■ Recorded data ■
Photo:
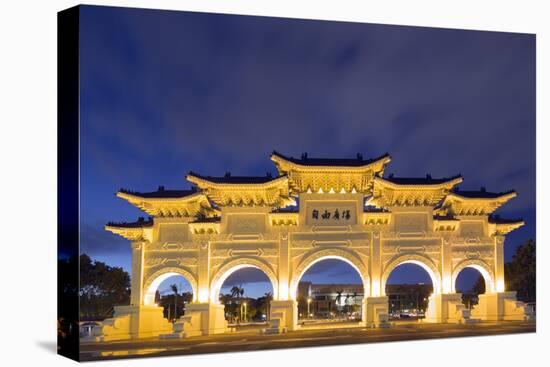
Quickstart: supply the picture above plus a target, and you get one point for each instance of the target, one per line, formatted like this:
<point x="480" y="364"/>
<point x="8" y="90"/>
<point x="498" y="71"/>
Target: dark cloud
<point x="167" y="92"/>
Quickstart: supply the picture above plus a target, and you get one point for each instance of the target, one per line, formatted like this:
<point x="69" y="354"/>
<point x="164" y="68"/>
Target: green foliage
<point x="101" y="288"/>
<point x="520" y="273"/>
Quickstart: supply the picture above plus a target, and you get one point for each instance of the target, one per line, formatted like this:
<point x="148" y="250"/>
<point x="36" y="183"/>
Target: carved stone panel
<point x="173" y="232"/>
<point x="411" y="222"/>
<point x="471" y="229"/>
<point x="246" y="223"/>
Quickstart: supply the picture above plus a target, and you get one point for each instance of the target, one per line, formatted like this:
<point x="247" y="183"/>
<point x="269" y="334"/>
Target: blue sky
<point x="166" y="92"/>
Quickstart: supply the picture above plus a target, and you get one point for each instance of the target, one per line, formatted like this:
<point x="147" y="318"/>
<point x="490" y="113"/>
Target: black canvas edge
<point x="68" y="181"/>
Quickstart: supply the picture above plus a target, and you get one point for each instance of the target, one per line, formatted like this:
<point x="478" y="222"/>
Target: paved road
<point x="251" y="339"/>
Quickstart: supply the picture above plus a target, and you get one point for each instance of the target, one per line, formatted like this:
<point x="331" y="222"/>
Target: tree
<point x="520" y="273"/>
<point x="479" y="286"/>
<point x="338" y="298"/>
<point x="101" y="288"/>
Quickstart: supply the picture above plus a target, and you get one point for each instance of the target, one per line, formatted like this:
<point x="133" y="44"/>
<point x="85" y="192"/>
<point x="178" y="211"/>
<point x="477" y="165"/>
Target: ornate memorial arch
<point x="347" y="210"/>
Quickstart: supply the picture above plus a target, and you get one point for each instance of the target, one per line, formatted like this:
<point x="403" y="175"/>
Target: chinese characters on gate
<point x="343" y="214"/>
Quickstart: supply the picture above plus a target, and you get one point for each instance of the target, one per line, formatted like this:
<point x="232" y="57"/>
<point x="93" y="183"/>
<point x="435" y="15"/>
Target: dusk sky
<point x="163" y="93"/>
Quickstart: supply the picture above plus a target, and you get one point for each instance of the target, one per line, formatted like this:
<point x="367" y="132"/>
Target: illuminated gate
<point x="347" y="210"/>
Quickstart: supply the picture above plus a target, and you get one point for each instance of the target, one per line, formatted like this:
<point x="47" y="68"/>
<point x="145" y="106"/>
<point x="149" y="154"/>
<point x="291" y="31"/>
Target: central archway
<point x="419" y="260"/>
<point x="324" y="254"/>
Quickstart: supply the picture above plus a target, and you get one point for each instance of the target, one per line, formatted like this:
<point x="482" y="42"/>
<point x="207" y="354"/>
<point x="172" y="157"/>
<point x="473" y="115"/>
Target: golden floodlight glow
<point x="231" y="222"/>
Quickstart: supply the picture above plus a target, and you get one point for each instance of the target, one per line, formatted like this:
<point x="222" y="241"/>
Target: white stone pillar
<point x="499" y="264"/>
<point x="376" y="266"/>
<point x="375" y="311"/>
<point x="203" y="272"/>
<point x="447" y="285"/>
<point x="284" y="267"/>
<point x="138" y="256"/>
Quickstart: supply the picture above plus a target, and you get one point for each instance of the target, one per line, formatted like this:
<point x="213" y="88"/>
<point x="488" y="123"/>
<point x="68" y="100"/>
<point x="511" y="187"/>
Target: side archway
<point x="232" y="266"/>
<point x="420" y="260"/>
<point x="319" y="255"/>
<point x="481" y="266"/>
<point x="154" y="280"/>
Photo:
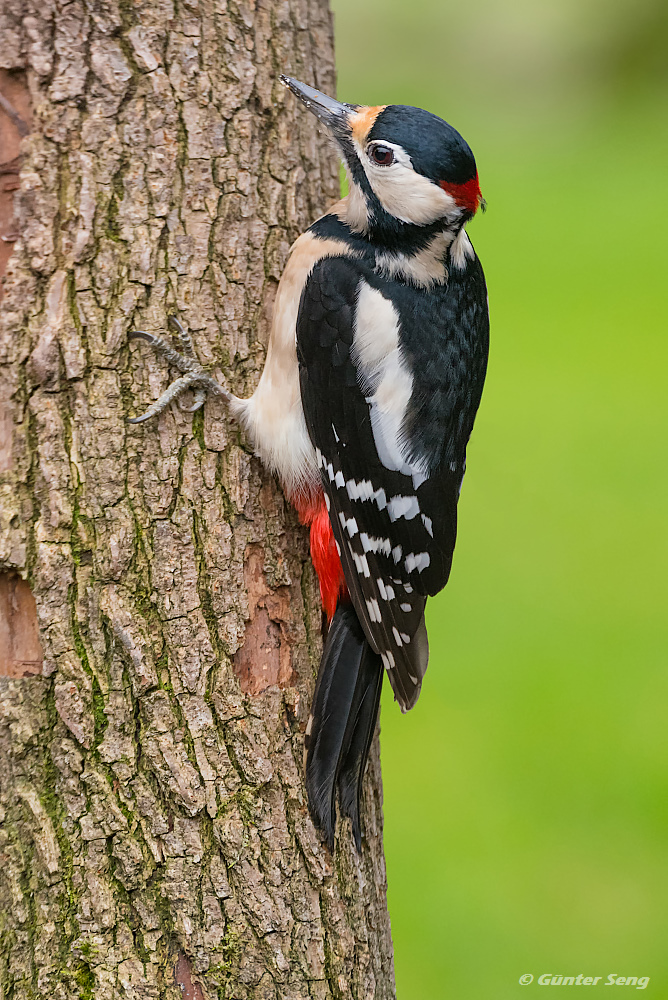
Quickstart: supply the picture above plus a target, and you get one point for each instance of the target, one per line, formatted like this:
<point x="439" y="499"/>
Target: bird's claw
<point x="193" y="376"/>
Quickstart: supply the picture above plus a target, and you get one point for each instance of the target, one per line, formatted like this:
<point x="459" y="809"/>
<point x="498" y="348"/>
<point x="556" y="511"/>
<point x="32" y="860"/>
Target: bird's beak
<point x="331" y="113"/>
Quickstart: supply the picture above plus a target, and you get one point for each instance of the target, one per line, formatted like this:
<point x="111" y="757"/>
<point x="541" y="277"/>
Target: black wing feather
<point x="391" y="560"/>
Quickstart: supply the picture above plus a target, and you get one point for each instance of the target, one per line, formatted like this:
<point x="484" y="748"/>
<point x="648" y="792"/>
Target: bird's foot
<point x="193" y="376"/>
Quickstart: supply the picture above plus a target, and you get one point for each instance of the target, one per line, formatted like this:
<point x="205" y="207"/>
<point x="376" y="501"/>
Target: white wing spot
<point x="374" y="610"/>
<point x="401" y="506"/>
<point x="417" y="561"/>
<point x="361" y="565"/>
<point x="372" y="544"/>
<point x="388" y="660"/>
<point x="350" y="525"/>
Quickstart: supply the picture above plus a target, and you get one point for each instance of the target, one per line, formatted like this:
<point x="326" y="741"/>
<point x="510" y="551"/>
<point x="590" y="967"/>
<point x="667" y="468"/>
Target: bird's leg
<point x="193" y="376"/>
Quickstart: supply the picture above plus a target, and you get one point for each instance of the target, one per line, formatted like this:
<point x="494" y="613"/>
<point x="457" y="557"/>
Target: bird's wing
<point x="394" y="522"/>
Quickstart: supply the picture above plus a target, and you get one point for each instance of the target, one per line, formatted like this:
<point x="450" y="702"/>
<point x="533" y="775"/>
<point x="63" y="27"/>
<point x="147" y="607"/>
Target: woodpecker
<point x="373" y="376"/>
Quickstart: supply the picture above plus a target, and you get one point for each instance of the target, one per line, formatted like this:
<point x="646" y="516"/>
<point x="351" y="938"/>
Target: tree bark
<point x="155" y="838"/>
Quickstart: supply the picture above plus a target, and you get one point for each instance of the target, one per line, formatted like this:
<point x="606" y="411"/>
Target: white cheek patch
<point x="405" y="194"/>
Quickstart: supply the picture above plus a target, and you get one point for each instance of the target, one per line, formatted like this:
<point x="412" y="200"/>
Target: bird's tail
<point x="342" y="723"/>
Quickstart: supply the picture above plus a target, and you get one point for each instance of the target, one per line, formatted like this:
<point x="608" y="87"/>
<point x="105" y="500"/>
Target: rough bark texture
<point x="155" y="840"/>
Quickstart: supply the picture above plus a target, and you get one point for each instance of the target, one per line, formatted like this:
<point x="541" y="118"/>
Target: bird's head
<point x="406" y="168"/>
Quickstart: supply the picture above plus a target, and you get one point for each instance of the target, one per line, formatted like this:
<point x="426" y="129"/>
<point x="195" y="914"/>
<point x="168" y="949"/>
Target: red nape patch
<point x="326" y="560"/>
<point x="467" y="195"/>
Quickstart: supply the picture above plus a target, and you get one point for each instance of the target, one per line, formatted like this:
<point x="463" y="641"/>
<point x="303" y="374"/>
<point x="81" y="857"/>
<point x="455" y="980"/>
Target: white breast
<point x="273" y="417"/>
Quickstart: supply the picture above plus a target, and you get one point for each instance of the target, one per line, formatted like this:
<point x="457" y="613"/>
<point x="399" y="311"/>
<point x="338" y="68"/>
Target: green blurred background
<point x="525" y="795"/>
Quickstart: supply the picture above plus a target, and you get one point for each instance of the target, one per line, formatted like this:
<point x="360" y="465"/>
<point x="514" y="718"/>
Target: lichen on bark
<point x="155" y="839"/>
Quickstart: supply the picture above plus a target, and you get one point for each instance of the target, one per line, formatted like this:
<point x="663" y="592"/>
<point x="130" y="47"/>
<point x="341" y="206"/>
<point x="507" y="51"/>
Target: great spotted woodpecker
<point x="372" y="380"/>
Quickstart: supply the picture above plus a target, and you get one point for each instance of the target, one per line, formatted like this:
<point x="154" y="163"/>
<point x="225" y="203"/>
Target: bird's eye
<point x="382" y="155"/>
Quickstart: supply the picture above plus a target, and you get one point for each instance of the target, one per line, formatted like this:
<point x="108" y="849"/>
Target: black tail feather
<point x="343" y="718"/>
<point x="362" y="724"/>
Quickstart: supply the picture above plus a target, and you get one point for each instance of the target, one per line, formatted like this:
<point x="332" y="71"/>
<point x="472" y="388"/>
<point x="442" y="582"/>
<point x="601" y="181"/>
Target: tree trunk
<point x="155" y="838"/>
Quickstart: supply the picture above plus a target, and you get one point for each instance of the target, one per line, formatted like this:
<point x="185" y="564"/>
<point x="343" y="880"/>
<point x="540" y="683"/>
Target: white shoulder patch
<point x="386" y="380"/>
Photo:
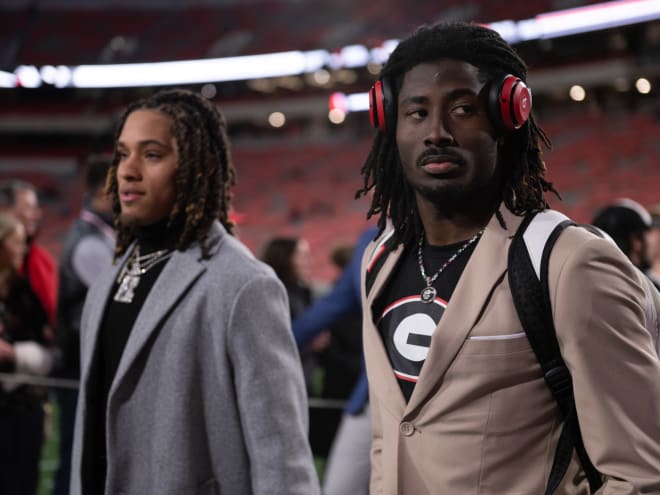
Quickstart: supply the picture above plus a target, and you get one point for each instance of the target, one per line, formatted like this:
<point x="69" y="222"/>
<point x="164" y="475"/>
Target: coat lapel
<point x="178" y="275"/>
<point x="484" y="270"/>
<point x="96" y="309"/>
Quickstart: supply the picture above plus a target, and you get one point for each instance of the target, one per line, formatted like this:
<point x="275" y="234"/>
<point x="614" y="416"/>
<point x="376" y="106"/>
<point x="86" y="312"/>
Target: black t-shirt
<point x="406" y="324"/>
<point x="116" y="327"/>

■ Exercise directions ■
List every line of the data above that contains the word "white", matching case exactly.

■ Finished answer ■
Target: white stone pillar
Target: white wing spot
Target: white cheek patch
Target: white breast
Target: white shoulder patch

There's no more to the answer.